Monday, 23 September 2019

The big question


Subject: The big question

Discussions range over topics and often lead us into strange places. The root of all our understanding is the mind, without the mind there can be nothing. The question of what makes the mind so central to our reason for being is of course tied up in our experiences throughout our lives. If I were a bushman my mind would be different. It would be sharper in terms of survival but perhaps less sharp thinking out of the box bound by experience. 
Part of my experience is moulded by education, part from the environment, part from the love and protection I received when growing up and part genetic, the information passed down from our ancestors through the chromosomes which provide a way of interpreting the world around me and in essence the worlds past which form the genetic blue print for me to operate.
The slightly mechanistic series of chances which form my background and give me the stability in my mental well being are the bricks and mortar on which I build my personality the me you think you know. 
The question of life and death came up and especially the question of suicide, whether it was ever right for a person to take their own life. This led us to ask another question what is life and what is its importance viv a vis death. Was the life we lead so precious and if it had become extremely difficult through say illness, what was the objection to ending it.
From a religious view, life is given by an act of God and only god can take it away.
From a Buddhist  point of view life is a work in progress and the mind, which to all intents and purposes is the way we see the individual we see as ourselves, this mind is the crucible which can not be brought to an end by suicide because there is always an answer to the suffering which might have brought us to seek suicide.

Using the information:
a: Decide whether each statement agrees with the post on the big question: (i) the writer believes that as a bushman their mind would be sharper in terms of survival; (ii) from a religious view, a person may take away their own life; (iii) from a Buddhist point of view, the mind can be brought to an end by suicide. For each, answer yes or no and quote the deciding words.
b: Pick up the post on the big question after its final sentence and write a continuation.

Collected data
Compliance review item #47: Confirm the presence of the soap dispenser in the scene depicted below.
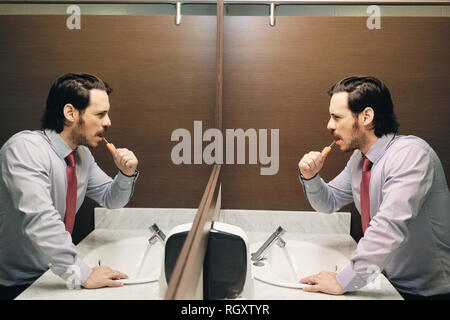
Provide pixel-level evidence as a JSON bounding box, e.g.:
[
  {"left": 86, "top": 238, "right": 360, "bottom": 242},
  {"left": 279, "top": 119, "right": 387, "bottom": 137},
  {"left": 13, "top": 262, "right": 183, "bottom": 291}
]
[
  {"left": 159, "top": 222, "right": 254, "bottom": 300},
  {"left": 203, "top": 222, "right": 254, "bottom": 300}
]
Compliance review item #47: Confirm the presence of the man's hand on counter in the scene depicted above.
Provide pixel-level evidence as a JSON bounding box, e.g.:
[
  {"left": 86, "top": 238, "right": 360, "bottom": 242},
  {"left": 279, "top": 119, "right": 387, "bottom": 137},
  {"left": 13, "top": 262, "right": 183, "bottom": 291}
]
[
  {"left": 300, "top": 271, "right": 346, "bottom": 295},
  {"left": 82, "top": 266, "right": 128, "bottom": 289}
]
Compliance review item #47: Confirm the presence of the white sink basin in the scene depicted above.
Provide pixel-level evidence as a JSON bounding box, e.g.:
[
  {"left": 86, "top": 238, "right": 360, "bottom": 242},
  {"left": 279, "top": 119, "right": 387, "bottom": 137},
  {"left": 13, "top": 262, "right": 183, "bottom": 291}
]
[
  {"left": 250, "top": 240, "right": 350, "bottom": 288},
  {"left": 83, "top": 237, "right": 163, "bottom": 284}
]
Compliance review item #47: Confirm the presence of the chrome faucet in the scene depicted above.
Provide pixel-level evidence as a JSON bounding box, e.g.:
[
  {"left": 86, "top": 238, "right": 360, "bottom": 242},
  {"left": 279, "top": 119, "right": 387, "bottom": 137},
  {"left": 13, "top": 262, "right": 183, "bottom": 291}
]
[
  {"left": 148, "top": 223, "right": 166, "bottom": 244},
  {"left": 252, "top": 226, "right": 286, "bottom": 261}
]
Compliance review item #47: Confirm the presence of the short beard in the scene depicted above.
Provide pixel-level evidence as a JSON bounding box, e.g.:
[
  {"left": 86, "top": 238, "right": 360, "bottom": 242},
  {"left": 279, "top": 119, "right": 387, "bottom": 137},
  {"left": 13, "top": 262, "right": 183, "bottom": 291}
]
[{"left": 70, "top": 115, "right": 91, "bottom": 147}]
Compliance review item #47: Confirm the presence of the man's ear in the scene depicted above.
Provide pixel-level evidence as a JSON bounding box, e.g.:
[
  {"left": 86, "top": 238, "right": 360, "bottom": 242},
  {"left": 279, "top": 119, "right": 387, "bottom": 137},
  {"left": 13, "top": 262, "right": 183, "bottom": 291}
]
[
  {"left": 63, "top": 103, "right": 79, "bottom": 125},
  {"left": 361, "top": 107, "right": 375, "bottom": 126}
]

Answers:
a:
(i) Yes: "It would be sharper in terms of survival but perhaps less sharp thinking out of the box bound by experience."
(ii) No: "From a religious view, life is given by an act of God and only god can take it away."
(iii) No: "this mind is the crucible which can not be brought to an end by suicide because there is always an answer to the suffering which might have brought us to seek suicide."

b:
The atheist has a rather black and white view of life. Without the religious responsibility for our actions and without the Buddhist training to try to seek answers (answers which may not be there) the atheist has to ask, what immediate value is a life which has physical pain and suffering, surely life has lost its value and the only alternative is death.
The question of life having more meaning than the beating heart (other and than the influence your life and death has on others) seems to the atheist only a matter of form since the connection to a pre life or an afterlife is discounted. 
This life we have and the events we experience, which play upon our minds and allow us to think we are more than flesh and blood, is a fantasy. In a way it is surreal since it is a creature of our own making. We place ourselves as some special case where we believe in our immortality because we can't get around the thought that we are nothing more than cells on a Darwinian conveyor belt called natural selection. Perhaps we should congratulate ourselves with the thought that at least 'we haven't died out'.